→ Texto de estudio:
• • • •

Caleidoscopio de identidades

30 abril 2026 2 minutos
Redacción

Las blancas paredes de las salas superiores de la Casa de la Cultura alojaron medio centenar de imágenes de la fotógrafa Cynthia Fistraiber. Activado, el carrusel proyectó una noción personalísima de ciudad, urbana, costera, espectral.

Un barquito inmóvil encallado en un río de papel satinado, un sueño frustrado de ilustraciones sin exponer y pichichos callejeros y un angelito travieso que se ríe en lo alto de prejuiciosas geometrías escolares son fragmentos de una ciudad de anclaje real y sin embargo fantástico, que vive en la fotografía de Cynthia Fistraiber.
La artista abrió la temporada 2026 en la Casa de la Cultura con dos muestras: El río nos une y Habitar lo cotidiano. Fueron 51 imágenes serenas, salidas de un laberinto interior, de pies con arena, de taciturna nostalgia, de baldosas flojas, de alturas inversas.

• • • •

→ Datos de origen:
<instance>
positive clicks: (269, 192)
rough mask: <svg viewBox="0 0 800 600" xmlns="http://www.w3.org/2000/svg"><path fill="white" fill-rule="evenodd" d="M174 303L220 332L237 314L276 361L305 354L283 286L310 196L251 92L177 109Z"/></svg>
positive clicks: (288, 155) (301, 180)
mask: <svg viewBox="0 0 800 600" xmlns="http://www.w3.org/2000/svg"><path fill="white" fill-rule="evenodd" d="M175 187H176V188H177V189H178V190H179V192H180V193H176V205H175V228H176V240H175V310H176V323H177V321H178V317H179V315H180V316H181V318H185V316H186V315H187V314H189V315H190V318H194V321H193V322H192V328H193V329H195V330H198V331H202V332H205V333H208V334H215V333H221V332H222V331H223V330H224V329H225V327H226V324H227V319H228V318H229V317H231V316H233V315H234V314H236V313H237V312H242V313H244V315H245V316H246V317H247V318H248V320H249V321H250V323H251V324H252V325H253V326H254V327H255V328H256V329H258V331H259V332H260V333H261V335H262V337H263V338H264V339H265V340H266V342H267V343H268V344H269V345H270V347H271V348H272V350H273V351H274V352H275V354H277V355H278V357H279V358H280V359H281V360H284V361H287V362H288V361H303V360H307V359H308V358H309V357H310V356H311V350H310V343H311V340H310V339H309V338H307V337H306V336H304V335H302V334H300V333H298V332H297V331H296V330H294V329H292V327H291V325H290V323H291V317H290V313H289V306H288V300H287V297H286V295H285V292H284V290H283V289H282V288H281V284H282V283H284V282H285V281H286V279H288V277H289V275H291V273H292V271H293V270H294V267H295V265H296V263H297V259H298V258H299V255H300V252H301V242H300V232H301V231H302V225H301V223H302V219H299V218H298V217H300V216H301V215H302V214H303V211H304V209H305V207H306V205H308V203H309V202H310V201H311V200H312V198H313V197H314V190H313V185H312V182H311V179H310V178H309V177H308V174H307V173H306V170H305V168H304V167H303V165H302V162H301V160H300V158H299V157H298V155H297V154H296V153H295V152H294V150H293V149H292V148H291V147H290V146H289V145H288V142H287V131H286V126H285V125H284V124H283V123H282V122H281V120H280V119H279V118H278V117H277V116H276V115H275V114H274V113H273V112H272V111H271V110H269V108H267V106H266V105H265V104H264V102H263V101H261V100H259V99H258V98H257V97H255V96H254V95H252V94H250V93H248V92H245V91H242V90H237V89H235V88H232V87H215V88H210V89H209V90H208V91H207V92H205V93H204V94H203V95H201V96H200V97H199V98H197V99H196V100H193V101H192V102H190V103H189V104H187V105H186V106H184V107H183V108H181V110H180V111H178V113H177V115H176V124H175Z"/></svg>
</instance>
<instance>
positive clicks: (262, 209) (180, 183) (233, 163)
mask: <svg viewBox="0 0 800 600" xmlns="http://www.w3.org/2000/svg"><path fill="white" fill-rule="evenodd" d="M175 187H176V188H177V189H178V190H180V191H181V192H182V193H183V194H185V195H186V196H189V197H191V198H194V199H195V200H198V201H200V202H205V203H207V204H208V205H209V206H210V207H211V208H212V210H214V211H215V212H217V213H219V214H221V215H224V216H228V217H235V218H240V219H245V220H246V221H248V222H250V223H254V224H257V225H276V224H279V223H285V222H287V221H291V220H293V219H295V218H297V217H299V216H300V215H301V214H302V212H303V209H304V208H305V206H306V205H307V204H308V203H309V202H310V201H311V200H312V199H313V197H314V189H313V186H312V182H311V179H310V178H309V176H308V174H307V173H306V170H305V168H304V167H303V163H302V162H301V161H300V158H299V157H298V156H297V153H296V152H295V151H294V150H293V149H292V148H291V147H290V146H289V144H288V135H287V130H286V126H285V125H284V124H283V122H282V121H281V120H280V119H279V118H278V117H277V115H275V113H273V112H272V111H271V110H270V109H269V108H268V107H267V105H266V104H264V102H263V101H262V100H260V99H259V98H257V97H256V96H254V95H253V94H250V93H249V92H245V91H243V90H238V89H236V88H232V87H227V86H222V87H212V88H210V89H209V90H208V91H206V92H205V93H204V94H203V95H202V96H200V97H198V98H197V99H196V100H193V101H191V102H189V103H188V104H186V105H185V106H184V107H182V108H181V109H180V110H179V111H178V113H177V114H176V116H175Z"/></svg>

• • • •

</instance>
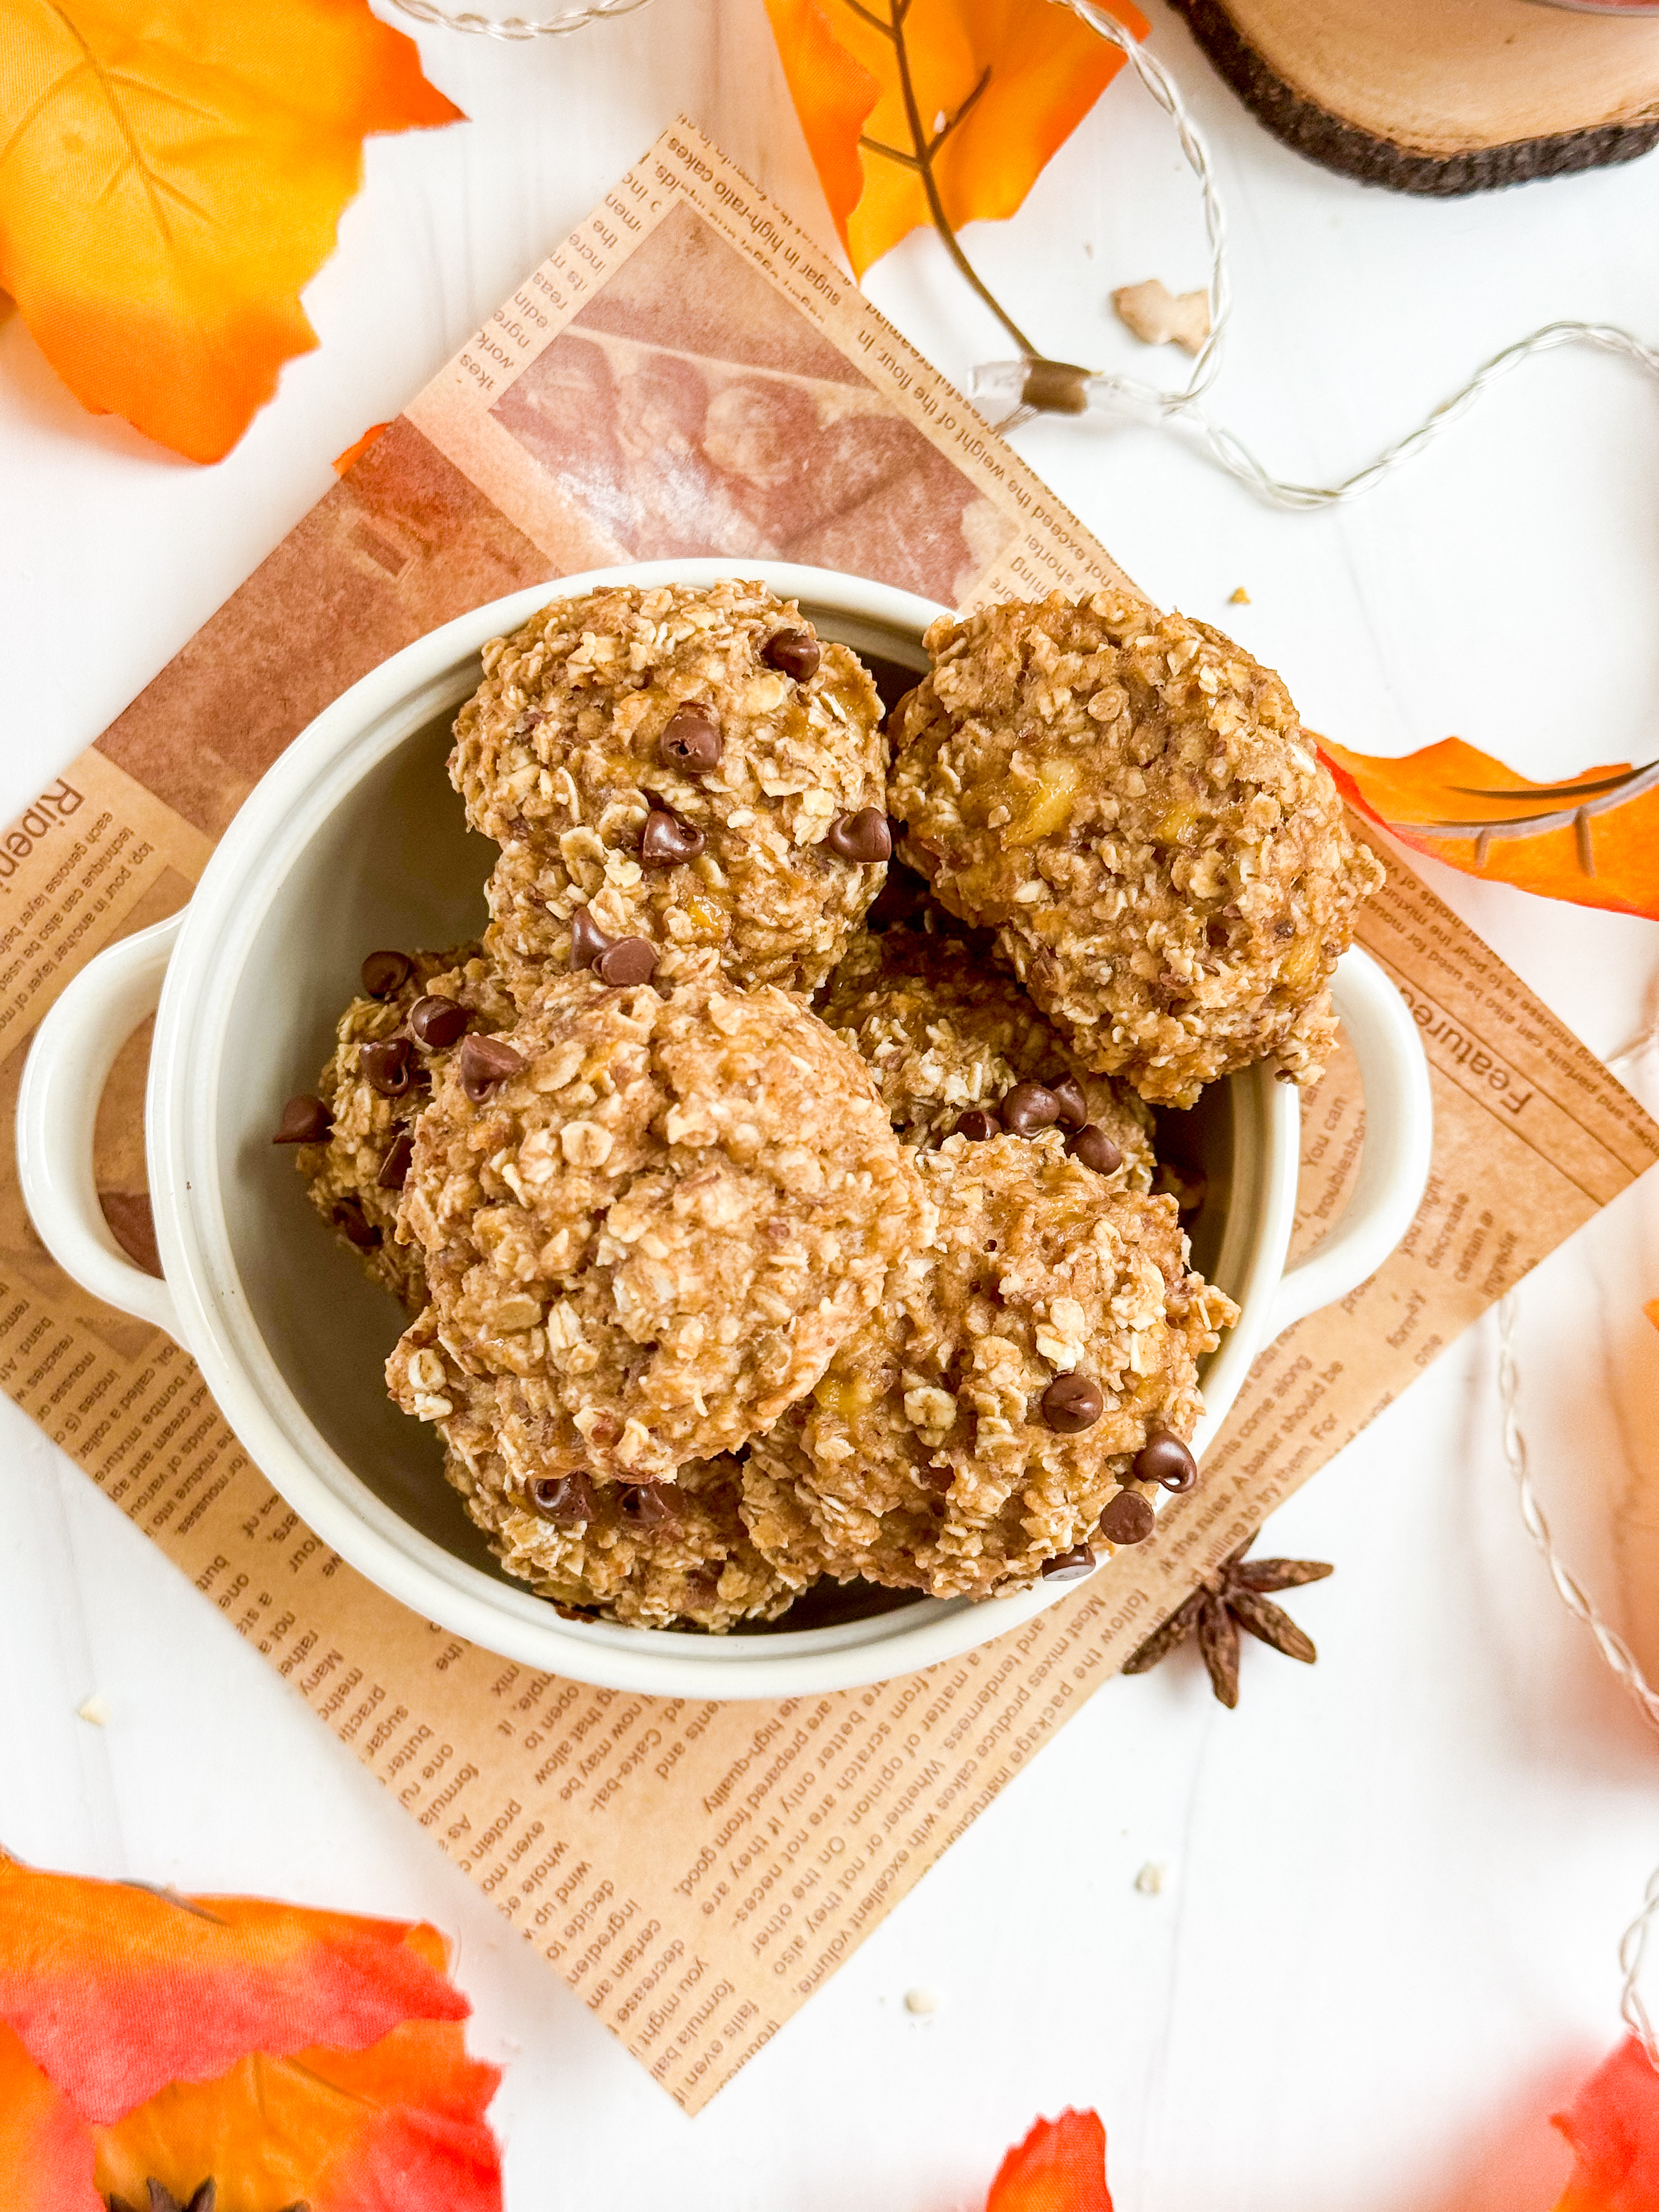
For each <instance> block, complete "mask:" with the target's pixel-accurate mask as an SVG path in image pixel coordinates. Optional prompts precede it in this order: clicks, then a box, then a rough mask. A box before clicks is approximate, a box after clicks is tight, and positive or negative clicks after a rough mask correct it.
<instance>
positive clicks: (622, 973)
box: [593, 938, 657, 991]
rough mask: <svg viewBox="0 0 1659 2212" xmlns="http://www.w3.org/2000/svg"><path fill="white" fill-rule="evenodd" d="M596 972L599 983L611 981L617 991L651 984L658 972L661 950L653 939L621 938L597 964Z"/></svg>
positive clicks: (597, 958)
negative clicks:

• • • •

→ Indicaciones:
a) Según la nota sobre Cynthia Fistraiber, ¿cómo se llamaban las dos muestras con que abrió la temporada 2026?
b) Extrae de la nota sobre Cynthia Fistraiber el fragmento que empieza en "Un barquito inmóvil" y termina en "de Cynthia Fistraiber.".
El listado es material aparte y no tiene relación con la nota sobre Cynthia Fistraiber.

→ Respuestas por tarea:
a) El río nos une y Habitar lo cotidiano.

b)
Un barquito inmóvil encallado en un río de papel satinado, un sueño frustrado de ilustraciones sin exponer y pichichos callejeros y un angelito travieso que se ríe en lo alto de prejuiciosas geometrías escolares son fragmentos de una ciudad de anclaje real y sin embargo fantástico, que vive en la fotografía de Cynthia Fistraiber.